Short problem 1 -
Using the canoe trip account, decide whether each statement agrees with it. For each, answer yes or no and quote the deciding words. (a) The portage to Loch Langabhat covered 4 km with 170 m of ascent. (b) The group reached the river in the morning. (c) The rising river forced the group to move camp.
Short problem 2 -
Carry on the canoe trip account from the point where it stops.

--- Begin Page excerpt ---

After some lunch and a well-earned rest, we started the next part of our adventure, the portage to Loch Langabhat; a 4km delightful drag up the hill with 170mtr of ascent, with a canoe and kit.the track, didn’t look that good so I was a little apprehensive about how long this would take. We had also borrowed some (brand new) portage trolleys from a friend at Lochgoilhead which I was keen to try and keep in good order… Off we went ropes around our waists, and the long slog began. We made good progress with only one broken trolley that the axle bent and started to rub through the central frame, a straighten out and some milk carton wrapped around, and we were off again. It felt good to be looking down the other side of the hill towards our camp. The track became a lot rougher with the trolleys getting tracked into ruts and canoes toppling into ditches; this pain proceeded nearly all the way to the bottom, I did laugh out loud at one point, when Ben’s boat took a real topple as he stood and watched it helplessly!
We arrived at the river around 5 pm, hungry but keen to get to camp. Unfortunately, the herd of highland cows occupied what looked like a great spot; we proceeded to try and get down the river that flows into Loch Langabhat. We came across a great little place that seemed to be sheltering from the wind. Tents up and the vegetable curry was quickly in the pan. Just as we started to cook the rain and wind picked up to a stormy level with some gusts flattening our tents! We took refuge in Ben’s bigger tent, trying to keep the stove with its alarmingly large flames outside the tent, while we struggled to keep our sanity, a huge gust of wind blew down the glen, BANG! TEAR! I rushed out Ben’s tent to discover my canoe had been blown up, across the camp and straight through my tent! It was chucking it down with rain, and I had a massive hole in my tent…. great! I moved my waterproof bags to the hole a straightened out the poles to make do. It was a good excuse for a new tent.
With the storm brought a lot of water and the river was rising fast, and we thought we would need to move camp, we set a marker watched anxiously as the river kept rising, it didn’t have a huge catchment area, and the worst had passed, so we waited it out, we came to around half an inch from moving camp!
Waking up after what was a remarkably comfortable sleep once the storm blew through, we hoped for some tail wind. Packed up after food and tea, and made our way down the remaining section of the river. As we approached the loch I felt the wind in our faces; it was going to be a long paddle out o the conditions stayed like this all day. We snug between the eddies making good progress in contrast to the other days. Before we knew it we were at the point where the loch turns east, with the northerly winds, we decided to raft set up my solo sail and raft the boats together which helped us sail across the wind and make the fastest progress we had in the past three days! It was all over too soon, and as we headed north again, the wind was in our faces. Ben started to get a little annoyed with me saying ‘I think it’s calming down’ which instantly seemed to blow the wind harder into our already wind swept faces.

--- End Page excerpt ---
--- Begin Dataset content ---

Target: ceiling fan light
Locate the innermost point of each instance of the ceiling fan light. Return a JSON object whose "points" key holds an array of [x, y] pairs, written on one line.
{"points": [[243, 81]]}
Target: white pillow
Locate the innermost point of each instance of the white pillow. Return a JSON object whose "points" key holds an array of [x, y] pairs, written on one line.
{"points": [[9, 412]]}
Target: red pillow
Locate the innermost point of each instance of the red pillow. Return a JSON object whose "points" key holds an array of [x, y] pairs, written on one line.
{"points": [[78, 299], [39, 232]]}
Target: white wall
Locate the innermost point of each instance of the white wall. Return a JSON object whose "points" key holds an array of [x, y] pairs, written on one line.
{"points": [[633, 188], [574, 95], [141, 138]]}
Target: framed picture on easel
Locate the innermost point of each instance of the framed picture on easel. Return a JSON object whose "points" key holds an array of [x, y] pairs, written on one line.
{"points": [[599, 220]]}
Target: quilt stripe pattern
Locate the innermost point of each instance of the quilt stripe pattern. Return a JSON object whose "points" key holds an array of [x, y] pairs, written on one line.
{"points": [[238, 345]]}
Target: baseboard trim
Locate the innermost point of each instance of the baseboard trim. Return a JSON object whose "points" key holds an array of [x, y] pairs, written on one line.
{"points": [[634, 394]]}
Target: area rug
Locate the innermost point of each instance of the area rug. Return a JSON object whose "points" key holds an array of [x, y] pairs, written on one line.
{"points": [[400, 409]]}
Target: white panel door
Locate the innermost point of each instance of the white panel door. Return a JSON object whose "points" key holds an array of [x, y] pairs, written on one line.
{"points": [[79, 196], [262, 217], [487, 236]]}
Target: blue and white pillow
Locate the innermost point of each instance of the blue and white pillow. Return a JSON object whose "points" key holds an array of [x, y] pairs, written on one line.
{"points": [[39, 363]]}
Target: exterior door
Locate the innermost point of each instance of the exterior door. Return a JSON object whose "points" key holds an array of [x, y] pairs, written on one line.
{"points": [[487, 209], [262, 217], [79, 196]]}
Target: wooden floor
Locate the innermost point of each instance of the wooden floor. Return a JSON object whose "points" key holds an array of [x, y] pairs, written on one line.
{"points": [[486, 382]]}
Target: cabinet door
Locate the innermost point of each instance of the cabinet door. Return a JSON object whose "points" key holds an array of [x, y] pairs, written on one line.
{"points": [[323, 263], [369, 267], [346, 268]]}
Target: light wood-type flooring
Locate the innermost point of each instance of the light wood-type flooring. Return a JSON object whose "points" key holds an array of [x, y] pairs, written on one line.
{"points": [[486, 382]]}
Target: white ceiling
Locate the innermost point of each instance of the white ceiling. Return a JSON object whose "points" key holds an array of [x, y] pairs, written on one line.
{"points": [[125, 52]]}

--- End Dataset content ---

Final answer 1 -
(a) Yes: "a 4km delightful drag up the hill with 170mtr of ascent"
(b) No: "We arrived at the river around 5 pm"
(c) No: "so we waited it out, we came to around half an inch from moving camp!"

Final answer 2 -
We pushed on with the thought of getting finished today and getting some food at a pub. We arrived at the river; I had some concerns as it dropped considerable distance, for the amount of distance we had to cover to get to the sea. It turns out there are a lot of croins/weirs with a lot of clean drops which turned out to be good fun and interest was kept all the way to the bridge before the sea. I turned around and seen Ben drifting towards a rock which looked innocent enough, bang, water in and boat pinned! Luckily it was across two rocks which stopped it bending, we came up with a plan and felt pretty smug with ourselves that we managed to get it off without any damage. We sorted the kit and dropped into the sea. The end was in sight over to Callanish, just as I was thinking this, I had the most amazing experience, I saw an otter, around 5mtrs away, playing with its dinner. It felt special to see this creature in its natural habitat so naturally, although it didn’t last for long, it spotted me and popped under the water. It was time to get the last section of the sea under our belt.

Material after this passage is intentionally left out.